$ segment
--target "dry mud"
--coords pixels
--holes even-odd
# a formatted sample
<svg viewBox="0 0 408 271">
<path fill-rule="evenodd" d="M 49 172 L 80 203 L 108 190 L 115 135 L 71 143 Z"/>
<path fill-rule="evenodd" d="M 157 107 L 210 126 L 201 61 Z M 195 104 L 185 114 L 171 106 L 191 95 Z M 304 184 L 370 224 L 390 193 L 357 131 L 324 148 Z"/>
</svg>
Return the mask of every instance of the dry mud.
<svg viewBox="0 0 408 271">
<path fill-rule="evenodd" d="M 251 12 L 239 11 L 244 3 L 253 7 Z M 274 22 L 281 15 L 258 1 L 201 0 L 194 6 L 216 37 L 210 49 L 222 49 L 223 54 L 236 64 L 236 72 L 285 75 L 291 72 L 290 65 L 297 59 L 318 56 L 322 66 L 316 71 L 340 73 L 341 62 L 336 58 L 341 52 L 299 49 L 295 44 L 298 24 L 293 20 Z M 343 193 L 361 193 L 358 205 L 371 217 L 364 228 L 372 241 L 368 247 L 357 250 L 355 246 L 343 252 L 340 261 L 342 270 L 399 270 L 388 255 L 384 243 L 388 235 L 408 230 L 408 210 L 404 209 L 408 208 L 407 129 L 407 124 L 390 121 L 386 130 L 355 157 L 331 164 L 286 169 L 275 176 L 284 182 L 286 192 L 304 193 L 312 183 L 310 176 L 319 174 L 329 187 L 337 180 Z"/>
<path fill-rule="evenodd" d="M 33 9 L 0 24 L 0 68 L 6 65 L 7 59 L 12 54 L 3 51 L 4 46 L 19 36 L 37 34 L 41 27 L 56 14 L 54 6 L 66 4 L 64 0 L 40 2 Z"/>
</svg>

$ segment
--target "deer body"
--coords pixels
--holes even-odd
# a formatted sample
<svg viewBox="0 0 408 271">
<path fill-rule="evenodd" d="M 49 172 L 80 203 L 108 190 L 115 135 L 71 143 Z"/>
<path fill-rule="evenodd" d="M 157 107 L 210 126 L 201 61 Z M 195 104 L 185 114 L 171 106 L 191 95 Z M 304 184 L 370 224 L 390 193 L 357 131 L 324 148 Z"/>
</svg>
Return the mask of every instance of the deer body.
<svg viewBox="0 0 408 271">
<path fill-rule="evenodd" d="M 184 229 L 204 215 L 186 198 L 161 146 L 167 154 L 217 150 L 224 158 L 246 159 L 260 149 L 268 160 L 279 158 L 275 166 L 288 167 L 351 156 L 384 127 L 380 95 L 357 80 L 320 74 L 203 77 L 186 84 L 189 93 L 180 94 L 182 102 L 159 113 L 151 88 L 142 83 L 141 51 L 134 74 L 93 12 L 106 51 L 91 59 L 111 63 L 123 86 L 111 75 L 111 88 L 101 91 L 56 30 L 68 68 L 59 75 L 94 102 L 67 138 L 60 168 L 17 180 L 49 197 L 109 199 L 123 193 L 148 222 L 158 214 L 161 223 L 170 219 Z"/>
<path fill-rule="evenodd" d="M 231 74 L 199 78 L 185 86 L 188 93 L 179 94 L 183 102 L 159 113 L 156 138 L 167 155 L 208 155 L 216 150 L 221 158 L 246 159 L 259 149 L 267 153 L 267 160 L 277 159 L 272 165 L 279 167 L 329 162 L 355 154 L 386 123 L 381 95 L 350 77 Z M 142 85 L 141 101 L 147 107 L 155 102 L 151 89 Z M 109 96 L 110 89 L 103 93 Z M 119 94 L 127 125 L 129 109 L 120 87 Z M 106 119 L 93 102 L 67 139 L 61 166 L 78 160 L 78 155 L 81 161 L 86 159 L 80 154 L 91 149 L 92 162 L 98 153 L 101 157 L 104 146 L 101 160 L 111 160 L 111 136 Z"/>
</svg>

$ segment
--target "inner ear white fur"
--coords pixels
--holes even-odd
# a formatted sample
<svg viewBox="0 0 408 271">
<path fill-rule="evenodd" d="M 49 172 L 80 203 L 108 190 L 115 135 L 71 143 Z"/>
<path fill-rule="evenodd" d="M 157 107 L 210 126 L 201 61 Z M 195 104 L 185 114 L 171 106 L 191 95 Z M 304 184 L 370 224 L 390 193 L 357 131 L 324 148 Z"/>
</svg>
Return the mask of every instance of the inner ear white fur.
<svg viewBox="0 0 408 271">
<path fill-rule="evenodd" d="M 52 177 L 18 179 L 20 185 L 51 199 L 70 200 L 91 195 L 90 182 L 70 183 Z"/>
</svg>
------------------------
## Problem statement
Report each line of the records that contains the word "every".

## Result of the exercise
Return the mask of every instance of the dry mud.
Return the mask of every instance of the deer body.
Return the mask of every instance of the inner ear white fur.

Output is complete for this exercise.